In 1990, twelve OECD countries operated wealth taxes. By 2024, nine of them had thrown in the towel. Most found they raised little revenue, drove capital abroad, and cost more to administer than they collected.
Sources: OECD Tax Policy Reforms reports; country-by-country repeal data. France was the most recent — the wealth tax was a factor in an estimated €60 billion of capital flight between 2000-2016.
It wasn't one thing. It was the same set of problems, reported by country after country.
Valuation nightmare. What's a private company worth? A painting? A patent? Wealth taxes require annual valuations of illiquid assets. The administrative cost often rivaled the revenue.
Capital flight. Wealthy individuals move. France lost thousands of high-net-worth taxpayers. Norway's 2022 rate increase triggered a documented exodus — over 30 billionaires left in a single year.

Source material:
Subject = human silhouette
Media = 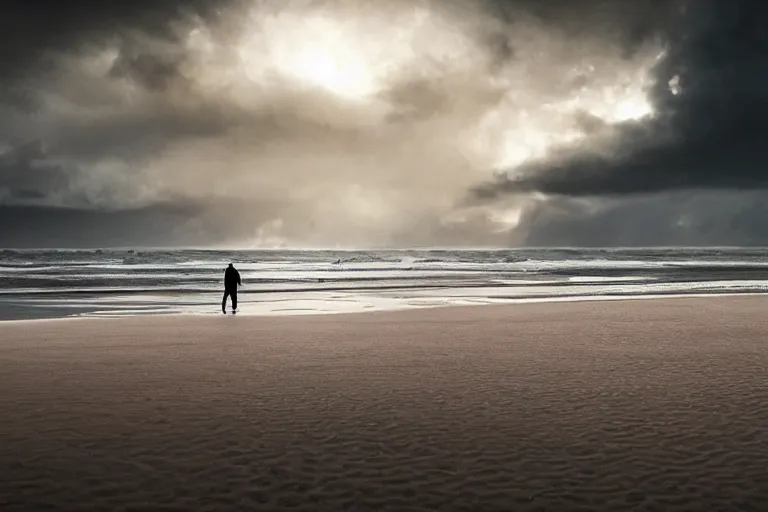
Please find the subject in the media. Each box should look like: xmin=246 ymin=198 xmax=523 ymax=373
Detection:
xmin=221 ymin=263 xmax=243 ymax=315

To do:
(A) Copy the wealth tax passage word for word, between "In 1990, twelve" and "country after country.", inclusive.
(B) Select every line in the entries that contains the string "ymax".

Answers for this exercise:
(A)
In 1990, twelve OECD countries operated wealth taxes. By 2024, nine of them had thrown in the towel. Most found they raised little revenue, drove capital abroad, and cost more to administer than they collected.
Sources: OECD Tax Policy Reforms reports; country-by-country repeal data. France was the most recent — the wealth tax was a factor in an estimated €60 billion of capital flight between 2000-2016.
It wasn't one thing. It was the same set of problems, reported by country after country.

(B)
Please find the subject in the media. Each box should look like: xmin=246 ymin=198 xmax=523 ymax=373
xmin=221 ymin=263 xmax=243 ymax=315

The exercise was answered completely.